§ **Extrait de la source**:
En Afrique, Veolia change de créneau
Sur le continent, la stratégie du géant français de l’eau déroute. S’il semblait ces derniers temps faire machine arrière, il met aujourd’hui le cap sur l’énergie, avec un nouveau contrat en Guinée.
On a cru un moment que Veolia voulait quitter l’Afrique. En 2011, le groupe français, numéro un mondial des services à l’environnement (eau, déchets, transports et énergie), entamait un programme de réduction drastique de ses coûts, mettait un terme à ses contrats de gestion du réseau de bus de Rabat-Salé, au Maroc, et de propreté à Alexandrie, en Égypte.
En 2013, il annonçait la vente de ses activités dans la gestion de l’eau et de l’électricité à Rabat et à Tanger-Tétouan. Puis se disait prêt à jeter l’éponge au Gabon, où le conflit l’opposant aux autorités au sujet de la Société d’énergie et d’eau du Gabon (Seeg) s’envenimait.
Mais aujourd’hui, le groupe s’active pour rester sur le continent. Suivant quelle stratégie ? « On y va, on n’y va pas, on ouvre ici, on ferme là. C’est une organisation compliquée », commente un spécialiste des infrastructures. Certes limité, le chiffre d’affaires de Veolia pour l’Afrique et le Moyen-Orient n’est pas négligeable : 1,8 milliard d’euros en 2014, soit environ 7,5 % du total de ses revenus, qui s’élèvent à 23,8 milliards d’euros.
À Londres et à Paris, les analystes n’y voient pas beaucoup plus clair. Veolia en Afrique ? Au-delà des grandes villes marocaines, ils n’en ont jamais vraiment entendu parler. « C’est hors des radars », témoigne l’un d’eux.
« Le continent a un potentiel extrêmement important », rétorque le directeur Afrique et Moyen-Orient, Patrice Fonlladosa. Mais Veolia se veut prudent. Fini les contrats de concession, ces « grandes aventures très capitalistiques » qui ont montré leurs limites dans les pays en développement. « Nous ne sommes pas du tout favorables à l’idée d’investir. Nous voulons être rémunérés grâce à nos services et à nos performances », affirme-t-il.
Veolia – comme son grand concurrent Suez Environnement – préfère les contrats de services, plus courts et moins mirobolants. Quitte à aller les chercher à la périphérie de ses compétences…
En Guinée, le géant de l’eau vient de remporter (il était selon nos informations seul en lice) l’appel d’offres pour la distribution de l’électricité. Ce contrat de 14 millions d’euros – primes de résultat comprises – sur quatre ans peut sembler marginal, mais les ressources qui lui sont allouées sont elles aussi limitées : seulement une dizaine d’experts permanents dépêchés sur place.
Selon une source parisienne, « ils ont la capacité opérationnelle de le faire. Un réseau d’eau, c’est finalement beaucoup plus technique qu’un réseau électrique ». De plus, dit-elle, ce type de petits contrats lui permet de préparer l’avenir.

§ **Entrées de données**:
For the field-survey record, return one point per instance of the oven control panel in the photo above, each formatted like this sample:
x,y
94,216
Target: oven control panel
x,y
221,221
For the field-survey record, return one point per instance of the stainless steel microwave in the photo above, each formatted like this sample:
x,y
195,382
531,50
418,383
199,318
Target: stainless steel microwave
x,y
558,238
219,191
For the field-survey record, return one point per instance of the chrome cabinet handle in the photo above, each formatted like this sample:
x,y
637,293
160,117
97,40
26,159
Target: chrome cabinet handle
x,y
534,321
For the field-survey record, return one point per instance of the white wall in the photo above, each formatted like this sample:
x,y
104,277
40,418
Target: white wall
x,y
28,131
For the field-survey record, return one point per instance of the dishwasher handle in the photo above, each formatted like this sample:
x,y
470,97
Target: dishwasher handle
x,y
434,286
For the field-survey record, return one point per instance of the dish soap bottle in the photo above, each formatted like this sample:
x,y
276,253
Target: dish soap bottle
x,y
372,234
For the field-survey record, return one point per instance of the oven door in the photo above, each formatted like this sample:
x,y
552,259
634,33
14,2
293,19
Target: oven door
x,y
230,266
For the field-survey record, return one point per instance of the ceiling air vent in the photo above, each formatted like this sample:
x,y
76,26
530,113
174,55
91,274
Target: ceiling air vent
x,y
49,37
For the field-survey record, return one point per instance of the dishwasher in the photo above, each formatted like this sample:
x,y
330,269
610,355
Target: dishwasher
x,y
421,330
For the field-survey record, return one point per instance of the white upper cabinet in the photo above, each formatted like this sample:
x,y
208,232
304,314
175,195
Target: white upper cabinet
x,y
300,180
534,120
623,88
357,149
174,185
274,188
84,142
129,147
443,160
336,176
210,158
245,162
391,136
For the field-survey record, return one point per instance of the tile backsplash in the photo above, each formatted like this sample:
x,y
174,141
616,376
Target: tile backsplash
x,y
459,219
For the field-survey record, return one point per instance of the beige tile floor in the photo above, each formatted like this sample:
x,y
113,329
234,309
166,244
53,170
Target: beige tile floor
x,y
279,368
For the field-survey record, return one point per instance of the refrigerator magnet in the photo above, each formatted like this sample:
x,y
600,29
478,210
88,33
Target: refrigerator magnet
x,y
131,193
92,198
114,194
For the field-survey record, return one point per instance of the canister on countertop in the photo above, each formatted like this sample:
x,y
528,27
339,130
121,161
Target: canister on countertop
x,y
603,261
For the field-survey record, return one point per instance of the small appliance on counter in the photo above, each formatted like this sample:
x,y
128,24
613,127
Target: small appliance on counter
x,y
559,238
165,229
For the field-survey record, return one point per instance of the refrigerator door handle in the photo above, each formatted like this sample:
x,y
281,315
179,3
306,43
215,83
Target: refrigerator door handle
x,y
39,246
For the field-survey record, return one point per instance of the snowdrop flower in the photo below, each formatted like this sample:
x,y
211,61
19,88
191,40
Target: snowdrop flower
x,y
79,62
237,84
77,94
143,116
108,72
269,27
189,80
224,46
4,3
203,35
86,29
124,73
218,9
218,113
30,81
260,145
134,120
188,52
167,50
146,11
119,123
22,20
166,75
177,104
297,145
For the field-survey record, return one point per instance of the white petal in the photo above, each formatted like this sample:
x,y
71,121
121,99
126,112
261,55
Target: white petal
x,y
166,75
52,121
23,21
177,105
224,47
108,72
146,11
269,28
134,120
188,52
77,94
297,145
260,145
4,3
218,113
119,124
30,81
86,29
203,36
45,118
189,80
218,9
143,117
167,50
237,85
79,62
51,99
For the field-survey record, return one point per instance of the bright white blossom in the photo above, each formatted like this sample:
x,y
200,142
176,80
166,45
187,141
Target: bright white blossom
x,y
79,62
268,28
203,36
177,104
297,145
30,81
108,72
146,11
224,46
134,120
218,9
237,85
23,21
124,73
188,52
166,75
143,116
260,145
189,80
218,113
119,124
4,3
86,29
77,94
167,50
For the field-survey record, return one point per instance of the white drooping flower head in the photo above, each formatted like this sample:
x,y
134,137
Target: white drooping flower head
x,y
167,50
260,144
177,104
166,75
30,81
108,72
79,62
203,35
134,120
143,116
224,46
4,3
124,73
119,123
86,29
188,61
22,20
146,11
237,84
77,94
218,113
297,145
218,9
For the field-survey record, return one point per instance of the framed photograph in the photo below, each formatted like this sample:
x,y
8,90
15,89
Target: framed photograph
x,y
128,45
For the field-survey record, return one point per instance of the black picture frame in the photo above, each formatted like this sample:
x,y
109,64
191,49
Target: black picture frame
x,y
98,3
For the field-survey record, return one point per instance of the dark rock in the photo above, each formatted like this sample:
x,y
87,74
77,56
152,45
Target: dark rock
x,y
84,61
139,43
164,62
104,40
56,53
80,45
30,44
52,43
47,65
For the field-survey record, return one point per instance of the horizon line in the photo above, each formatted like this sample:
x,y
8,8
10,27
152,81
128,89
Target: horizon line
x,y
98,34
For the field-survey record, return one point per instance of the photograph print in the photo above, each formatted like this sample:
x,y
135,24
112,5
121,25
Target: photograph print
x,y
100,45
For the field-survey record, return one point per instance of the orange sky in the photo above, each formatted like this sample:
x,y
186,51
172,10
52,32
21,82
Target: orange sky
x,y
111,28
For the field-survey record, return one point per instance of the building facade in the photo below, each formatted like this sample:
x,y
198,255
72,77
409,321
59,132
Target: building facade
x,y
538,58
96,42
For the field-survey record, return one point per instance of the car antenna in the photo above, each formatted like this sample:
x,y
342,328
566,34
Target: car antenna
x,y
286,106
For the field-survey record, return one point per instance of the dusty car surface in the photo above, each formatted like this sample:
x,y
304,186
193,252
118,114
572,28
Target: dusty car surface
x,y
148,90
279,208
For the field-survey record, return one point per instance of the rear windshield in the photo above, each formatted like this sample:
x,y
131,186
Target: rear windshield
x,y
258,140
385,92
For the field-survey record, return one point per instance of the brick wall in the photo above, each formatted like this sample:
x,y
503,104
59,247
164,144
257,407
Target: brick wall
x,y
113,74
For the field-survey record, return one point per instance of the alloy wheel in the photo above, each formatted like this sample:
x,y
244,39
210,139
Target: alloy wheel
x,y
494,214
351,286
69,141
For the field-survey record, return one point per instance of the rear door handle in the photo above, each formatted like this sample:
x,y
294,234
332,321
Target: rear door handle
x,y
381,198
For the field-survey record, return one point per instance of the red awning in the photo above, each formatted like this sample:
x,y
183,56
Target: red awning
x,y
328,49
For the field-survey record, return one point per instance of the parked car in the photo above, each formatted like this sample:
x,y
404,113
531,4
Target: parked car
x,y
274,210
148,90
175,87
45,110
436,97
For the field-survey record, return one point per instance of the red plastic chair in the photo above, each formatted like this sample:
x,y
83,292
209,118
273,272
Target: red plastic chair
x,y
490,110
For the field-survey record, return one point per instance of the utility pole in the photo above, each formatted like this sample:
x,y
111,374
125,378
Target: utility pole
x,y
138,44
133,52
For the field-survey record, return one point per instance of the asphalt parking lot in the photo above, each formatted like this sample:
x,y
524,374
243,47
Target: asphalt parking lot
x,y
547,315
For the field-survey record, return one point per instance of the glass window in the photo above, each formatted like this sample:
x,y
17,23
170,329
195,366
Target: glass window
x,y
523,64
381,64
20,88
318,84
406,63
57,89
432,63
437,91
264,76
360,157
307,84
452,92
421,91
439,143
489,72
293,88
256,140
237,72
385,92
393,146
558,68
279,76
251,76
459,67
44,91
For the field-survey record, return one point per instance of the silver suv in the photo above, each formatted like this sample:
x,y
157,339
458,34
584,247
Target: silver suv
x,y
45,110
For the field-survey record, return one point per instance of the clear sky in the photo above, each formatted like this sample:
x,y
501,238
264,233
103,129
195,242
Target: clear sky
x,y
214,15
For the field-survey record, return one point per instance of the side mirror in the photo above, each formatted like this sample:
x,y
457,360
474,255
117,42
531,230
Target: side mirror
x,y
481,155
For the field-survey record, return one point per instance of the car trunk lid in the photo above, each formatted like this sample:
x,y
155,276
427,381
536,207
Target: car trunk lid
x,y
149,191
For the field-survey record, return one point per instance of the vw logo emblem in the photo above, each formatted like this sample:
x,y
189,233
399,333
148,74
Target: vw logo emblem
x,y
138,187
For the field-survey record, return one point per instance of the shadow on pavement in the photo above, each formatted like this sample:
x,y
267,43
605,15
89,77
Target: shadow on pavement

§ **Travail demandé**:
Répondez brièvement à ces questions d'après l'article sur Veolia en Afrique :
1. En quelle année le groupe a-t-il annoncé la vente de ses activités dans l'eau et l'électricité à Rabat et à Tanger-Tétouan ?
2. Quel chiffre d'affaires Veolia a-t-il réalisé en Afrique et au Moyen-Orient en 2014 ?
3. Quels sont le montant et la durée du contrat remporté en Guinée ?
Le matériel ci-dessus ne sert pas ici.

§ **Résultat ci-dessous**:
1. En 2013.
2. 1,8 milliard d'euros.
3. 14 millions d'euros, primes de résultat comprises, sur quatre ans.